Requirement:
Turn the listing into a numbered list, from its first line down to and including the line with "point(543, 441)". Skip any blank lines and leave out the pictures.

Provided records:

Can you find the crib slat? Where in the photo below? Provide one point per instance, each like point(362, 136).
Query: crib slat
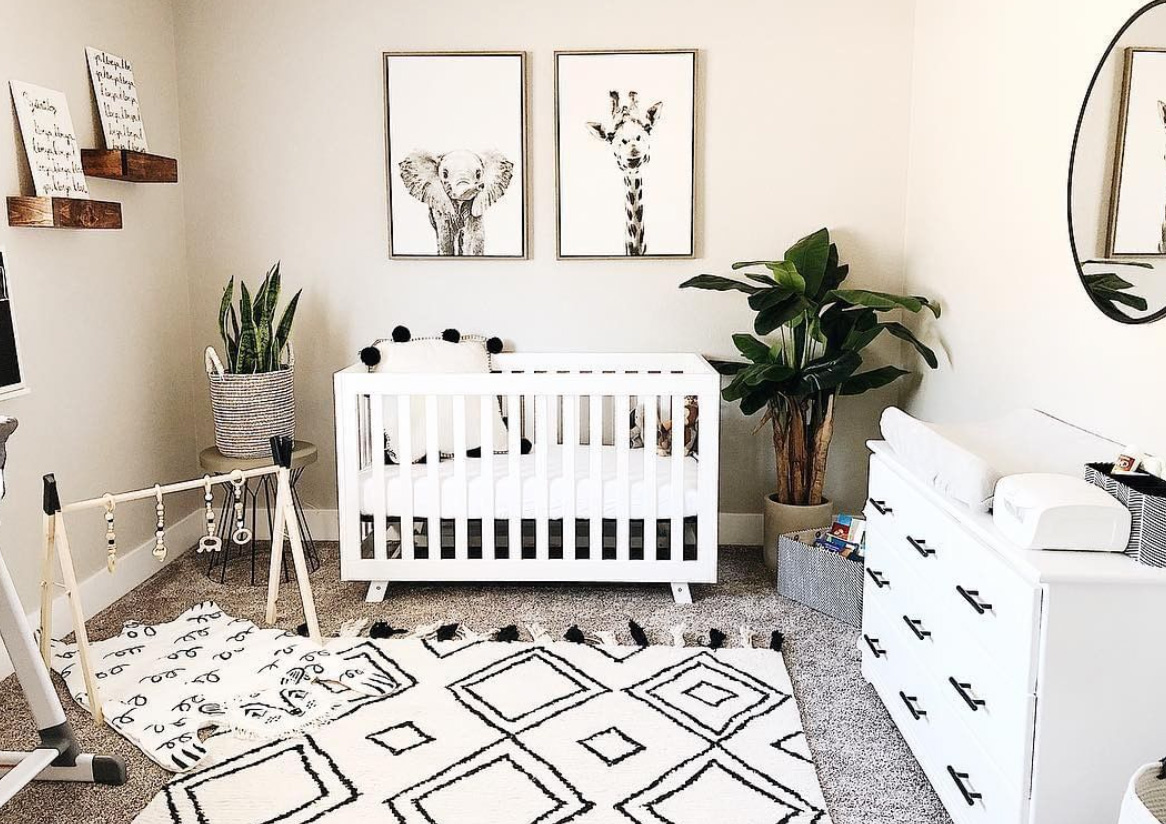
point(379, 506)
point(570, 443)
point(623, 473)
point(433, 469)
point(461, 483)
point(595, 452)
point(676, 501)
point(651, 491)
point(514, 421)
point(487, 477)
point(404, 459)
point(543, 441)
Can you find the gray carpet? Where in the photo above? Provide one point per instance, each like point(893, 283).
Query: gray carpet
point(868, 774)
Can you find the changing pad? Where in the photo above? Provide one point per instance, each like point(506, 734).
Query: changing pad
point(964, 460)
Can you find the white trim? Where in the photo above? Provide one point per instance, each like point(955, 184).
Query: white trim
point(103, 589)
point(736, 528)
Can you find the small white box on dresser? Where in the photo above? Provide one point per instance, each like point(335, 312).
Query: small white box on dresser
point(1027, 683)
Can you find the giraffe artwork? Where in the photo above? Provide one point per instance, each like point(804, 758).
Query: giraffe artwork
point(625, 150)
point(629, 133)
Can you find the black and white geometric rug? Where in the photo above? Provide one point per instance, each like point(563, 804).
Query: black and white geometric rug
point(487, 732)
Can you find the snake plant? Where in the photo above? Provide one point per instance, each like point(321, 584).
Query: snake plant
point(816, 353)
point(253, 342)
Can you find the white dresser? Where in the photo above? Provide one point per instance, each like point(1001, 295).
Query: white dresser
point(1030, 685)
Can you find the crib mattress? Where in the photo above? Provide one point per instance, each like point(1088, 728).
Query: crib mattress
point(559, 486)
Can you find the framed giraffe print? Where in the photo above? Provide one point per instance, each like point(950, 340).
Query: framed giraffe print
point(456, 154)
point(625, 154)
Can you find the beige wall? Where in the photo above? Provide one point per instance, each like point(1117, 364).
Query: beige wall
point(104, 316)
point(997, 90)
point(803, 124)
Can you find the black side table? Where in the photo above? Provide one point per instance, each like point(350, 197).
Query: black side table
point(213, 462)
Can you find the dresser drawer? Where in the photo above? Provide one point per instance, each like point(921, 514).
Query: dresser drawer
point(991, 605)
point(964, 776)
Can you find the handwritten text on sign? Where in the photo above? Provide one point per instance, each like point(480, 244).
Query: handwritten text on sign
point(49, 140)
point(117, 100)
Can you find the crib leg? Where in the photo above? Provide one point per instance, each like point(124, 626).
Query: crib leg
point(377, 590)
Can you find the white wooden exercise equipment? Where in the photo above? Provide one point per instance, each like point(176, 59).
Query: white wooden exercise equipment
point(57, 551)
point(58, 758)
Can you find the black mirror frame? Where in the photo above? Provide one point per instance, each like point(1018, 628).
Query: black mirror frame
point(1108, 310)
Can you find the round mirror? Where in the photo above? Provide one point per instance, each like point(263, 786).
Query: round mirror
point(1117, 176)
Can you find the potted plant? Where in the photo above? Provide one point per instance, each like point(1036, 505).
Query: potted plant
point(815, 332)
point(252, 391)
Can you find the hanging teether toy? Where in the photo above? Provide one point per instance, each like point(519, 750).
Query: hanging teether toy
point(210, 542)
point(241, 535)
point(111, 536)
point(160, 533)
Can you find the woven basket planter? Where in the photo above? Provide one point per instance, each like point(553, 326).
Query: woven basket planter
point(1145, 798)
point(251, 409)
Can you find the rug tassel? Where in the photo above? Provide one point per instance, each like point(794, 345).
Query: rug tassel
point(385, 629)
point(352, 628)
point(508, 633)
point(638, 634)
point(606, 638)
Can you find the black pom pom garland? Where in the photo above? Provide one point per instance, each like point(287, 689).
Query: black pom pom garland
point(370, 356)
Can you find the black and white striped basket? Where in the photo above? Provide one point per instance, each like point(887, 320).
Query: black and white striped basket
point(819, 578)
point(251, 409)
point(1145, 497)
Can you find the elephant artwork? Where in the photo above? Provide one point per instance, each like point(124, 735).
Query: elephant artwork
point(457, 188)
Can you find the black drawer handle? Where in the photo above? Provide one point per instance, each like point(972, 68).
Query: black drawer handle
point(968, 795)
point(973, 597)
point(917, 627)
point(872, 643)
point(921, 547)
point(912, 702)
point(961, 688)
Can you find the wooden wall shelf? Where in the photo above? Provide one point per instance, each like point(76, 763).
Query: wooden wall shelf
point(132, 167)
point(63, 212)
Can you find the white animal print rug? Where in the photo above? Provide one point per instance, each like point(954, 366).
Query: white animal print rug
point(162, 684)
point(489, 732)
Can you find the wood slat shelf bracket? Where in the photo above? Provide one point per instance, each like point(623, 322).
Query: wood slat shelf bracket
point(63, 212)
point(132, 167)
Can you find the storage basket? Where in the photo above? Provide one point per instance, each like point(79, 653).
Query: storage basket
point(250, 409)
point(1145, 497)
point(1145, 800)
point(819, 578)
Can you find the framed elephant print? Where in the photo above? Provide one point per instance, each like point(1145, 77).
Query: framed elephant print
point(625, 153)
point(456, 154)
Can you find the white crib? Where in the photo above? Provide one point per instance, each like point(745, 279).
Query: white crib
point(582, 506)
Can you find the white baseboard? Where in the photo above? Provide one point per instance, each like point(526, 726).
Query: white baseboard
point(735, 527)
point(103, 587)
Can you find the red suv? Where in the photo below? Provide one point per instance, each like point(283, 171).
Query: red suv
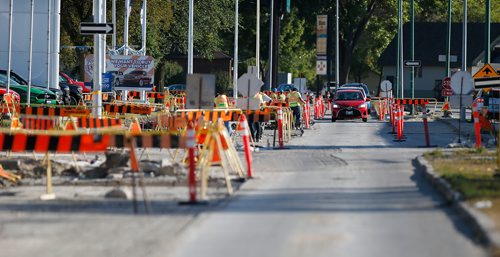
point(349, 104)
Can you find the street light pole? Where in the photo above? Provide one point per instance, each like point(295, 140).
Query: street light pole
point(190, 38)
point(487, 49)
point(412, 50)
point(271, 17)
point(257, 41)
point(337, 58)
point(448, 41)
point(464, 39)
point(235, 64)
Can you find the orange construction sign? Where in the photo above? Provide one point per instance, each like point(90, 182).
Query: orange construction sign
point(487, 71)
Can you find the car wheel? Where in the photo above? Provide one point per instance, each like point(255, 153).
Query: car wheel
point(72, 101)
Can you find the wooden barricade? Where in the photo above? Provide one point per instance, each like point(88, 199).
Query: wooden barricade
point(55, 111)
point(114, 109)
point(212, 115)
point(38, 123)
point(95, 123)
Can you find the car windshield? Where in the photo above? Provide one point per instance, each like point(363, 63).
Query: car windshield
point(348, 95)
point(363, 86)
point(3, 80)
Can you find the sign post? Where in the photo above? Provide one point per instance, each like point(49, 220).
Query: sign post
point(91, 28)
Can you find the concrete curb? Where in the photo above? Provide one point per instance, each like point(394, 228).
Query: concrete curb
point(482, 225)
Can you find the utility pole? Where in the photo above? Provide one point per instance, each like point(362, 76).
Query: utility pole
point(257, 40)
point(190, 38)
point(337, 57)
point(235, 64)
point(412, 50)
point(448, 41)
point(99, 55)
point(275, 37)
point(464, 39)
point(487, 35)
point(271, 22)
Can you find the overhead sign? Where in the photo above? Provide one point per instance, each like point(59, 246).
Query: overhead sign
point(321, 67)
point(462, 83)
point(412, 63)
point(129, 72)
point(446, 89)
point(90, 28)
point(487, 77)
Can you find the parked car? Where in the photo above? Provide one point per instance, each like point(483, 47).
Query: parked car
point(64, 78)
point(135, 77)
point(490, 99)
point(59, 94)
point(72, 93)
point(349, 104)
point(366, 90)
point(177, 87)
point(38, 95)
point(285, 87)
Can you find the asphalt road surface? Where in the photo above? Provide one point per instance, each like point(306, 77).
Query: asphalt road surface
point(343, 189)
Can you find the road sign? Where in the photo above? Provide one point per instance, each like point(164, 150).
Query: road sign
point(412, 63)
point(90, 28)
point(249, 85)
point(487, 77)
point(386, 86)
point(447, 91)
point(321, 67)
point(486, 72)
point(462, 83)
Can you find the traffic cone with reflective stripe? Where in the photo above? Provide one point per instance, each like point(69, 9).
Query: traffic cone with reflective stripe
point(243, 128)
point(477, 125)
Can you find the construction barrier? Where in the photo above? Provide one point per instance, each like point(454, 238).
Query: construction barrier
point(38, 123)
point(113, 109)
point(212, 115)
point(83, 122)
point(62, 111)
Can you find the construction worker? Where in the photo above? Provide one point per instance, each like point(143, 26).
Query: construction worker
point(281, 96)
point(275, 94)
point(221, 101)
point(295, 101)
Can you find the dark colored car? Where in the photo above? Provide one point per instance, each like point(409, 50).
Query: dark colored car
point(59, 94)
point(490, 99)
point(177, 87)
point(135, 77)
point(349, 104)
point(366, 90)
point(64, 78)
point(38, 95)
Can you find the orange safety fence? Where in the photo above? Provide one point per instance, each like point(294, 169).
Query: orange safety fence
point(55, 111)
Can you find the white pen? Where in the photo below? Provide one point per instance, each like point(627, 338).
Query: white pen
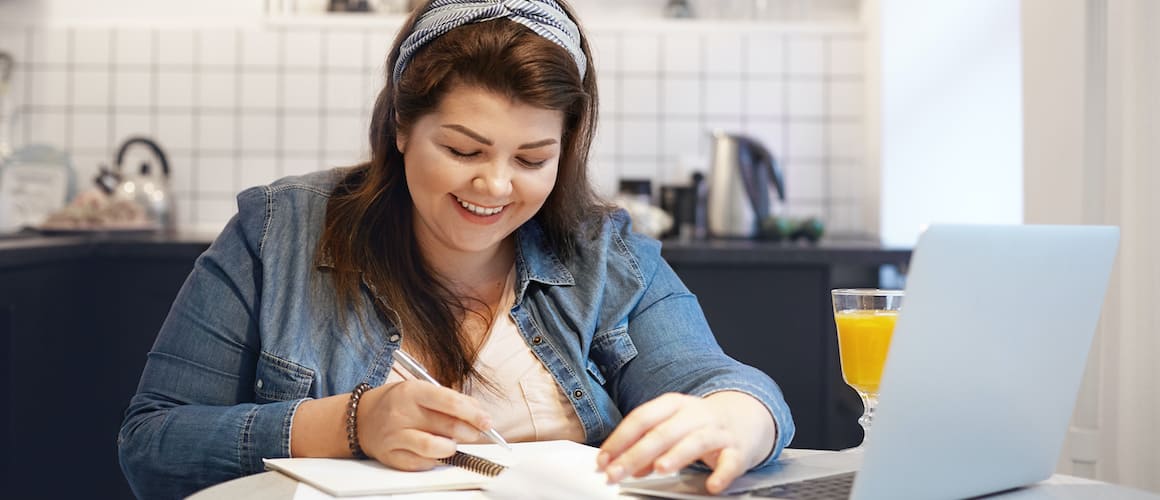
point(418, 370)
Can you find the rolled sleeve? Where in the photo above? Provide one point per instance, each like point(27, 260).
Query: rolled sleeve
point(196, 419)
point(678, 353)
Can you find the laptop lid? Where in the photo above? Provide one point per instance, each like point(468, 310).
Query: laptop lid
point(984, 367)
point(986, 359)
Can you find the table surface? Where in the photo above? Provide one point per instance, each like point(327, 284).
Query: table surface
point(277, 486)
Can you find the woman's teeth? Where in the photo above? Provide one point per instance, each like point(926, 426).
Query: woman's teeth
point(479, 210)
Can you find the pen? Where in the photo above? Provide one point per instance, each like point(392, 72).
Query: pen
point(418, 370)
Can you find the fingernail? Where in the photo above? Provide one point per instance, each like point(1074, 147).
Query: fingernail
point(614, 473)
point(715, 485)
point(661, 466)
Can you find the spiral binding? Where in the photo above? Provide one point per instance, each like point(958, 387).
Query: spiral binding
point(472, 463)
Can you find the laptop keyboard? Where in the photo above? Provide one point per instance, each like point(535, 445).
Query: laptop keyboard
point(828, 487)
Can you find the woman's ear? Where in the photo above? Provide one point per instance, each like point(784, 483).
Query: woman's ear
point(400, 136)
point(400, 140)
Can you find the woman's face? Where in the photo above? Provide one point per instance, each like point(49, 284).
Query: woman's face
point(478, 167)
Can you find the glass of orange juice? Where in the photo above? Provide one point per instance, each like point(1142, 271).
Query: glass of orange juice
point(865, 321)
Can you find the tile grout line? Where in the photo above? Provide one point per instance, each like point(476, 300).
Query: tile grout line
point(238, 130)
point(110, 133)
point(195, 129)
point(69, 87)
point(280, 125)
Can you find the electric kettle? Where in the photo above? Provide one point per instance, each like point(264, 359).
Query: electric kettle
point(147, 187)
point(738, 196)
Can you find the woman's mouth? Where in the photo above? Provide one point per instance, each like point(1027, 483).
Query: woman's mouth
point(481, 211)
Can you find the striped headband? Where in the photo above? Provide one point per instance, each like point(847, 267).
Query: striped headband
point(545, 17)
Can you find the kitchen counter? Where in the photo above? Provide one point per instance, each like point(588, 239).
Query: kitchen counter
point(31, 250)
point(37, 248)
point(854, 252)
point(82, 311)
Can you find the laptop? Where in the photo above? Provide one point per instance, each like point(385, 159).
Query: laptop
point(984, 369)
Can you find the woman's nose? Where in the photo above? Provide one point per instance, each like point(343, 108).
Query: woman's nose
point(494, 180)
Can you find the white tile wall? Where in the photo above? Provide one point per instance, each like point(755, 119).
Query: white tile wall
point(238, 107)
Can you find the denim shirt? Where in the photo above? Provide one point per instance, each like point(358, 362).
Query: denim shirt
point(255, 330)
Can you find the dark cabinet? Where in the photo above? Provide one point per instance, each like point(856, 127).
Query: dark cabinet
point(77, 319)
point(75, 330)
point(769, 308)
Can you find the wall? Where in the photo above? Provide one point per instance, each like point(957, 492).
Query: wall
point(238, 106)
point(949, 149)
point(1092, 153)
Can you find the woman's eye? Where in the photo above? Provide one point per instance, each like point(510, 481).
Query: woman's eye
point(461, 153)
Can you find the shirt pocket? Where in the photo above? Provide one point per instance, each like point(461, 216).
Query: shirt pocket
point(610, 350)
point(278, 379)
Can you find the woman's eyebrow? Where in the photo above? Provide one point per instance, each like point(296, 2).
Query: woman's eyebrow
point(483, 139)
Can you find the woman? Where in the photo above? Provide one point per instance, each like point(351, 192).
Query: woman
point(471, 240)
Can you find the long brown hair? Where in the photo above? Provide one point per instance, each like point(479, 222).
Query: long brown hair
point(369, 227)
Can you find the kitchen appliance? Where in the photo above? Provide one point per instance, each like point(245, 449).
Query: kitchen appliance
point(740, 175)
point(149, 187)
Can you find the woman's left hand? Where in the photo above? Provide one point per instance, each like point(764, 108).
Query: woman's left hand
point(729, 430)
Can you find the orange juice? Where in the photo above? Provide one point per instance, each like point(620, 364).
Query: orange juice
point(863, 339)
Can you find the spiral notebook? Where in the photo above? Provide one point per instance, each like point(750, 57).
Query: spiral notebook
point(471, 468)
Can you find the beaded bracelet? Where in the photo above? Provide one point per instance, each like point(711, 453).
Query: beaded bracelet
point(353, 420)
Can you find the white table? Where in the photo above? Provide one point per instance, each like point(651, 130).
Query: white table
point(277, 486)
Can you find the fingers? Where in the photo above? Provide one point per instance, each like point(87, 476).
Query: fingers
point(636, 425)
point(669, 433)
point(448, 403)
point(411, 424)
point(415, 450)
point(662, 435)
point(730, 465)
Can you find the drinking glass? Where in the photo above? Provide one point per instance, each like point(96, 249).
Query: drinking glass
point(865, 323)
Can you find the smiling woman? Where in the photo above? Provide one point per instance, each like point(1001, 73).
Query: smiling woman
point(477, 168)
point(471, 240)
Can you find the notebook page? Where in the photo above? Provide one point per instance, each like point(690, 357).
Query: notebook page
point(347, 477)
point(546, 470)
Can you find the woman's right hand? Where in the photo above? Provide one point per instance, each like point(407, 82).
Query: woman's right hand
point(410, 425)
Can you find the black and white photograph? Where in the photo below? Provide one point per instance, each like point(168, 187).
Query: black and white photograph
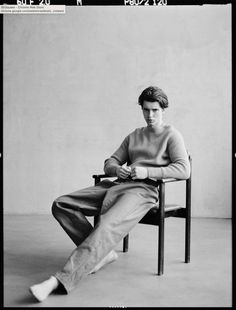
point(117, 155)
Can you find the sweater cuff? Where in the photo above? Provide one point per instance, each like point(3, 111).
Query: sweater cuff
point(156, 173)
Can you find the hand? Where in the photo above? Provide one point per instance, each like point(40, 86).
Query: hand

The reply:
1. Can you find the crib slat? Where in the photo below? Provide one point per instance, each like point(362, 136).
2. Query: crib slat
3. point(379, 506)
4. point(570, 443)
5. point(623, 473)
6. point(433, 469)
7. point(461, 483)
8. point(595, 452)
9. point(676, 501)
10. point(651, 491)
11. point(514, 421)
12. point(487, 477)
13. point(404, 459)
14. point(543, 441)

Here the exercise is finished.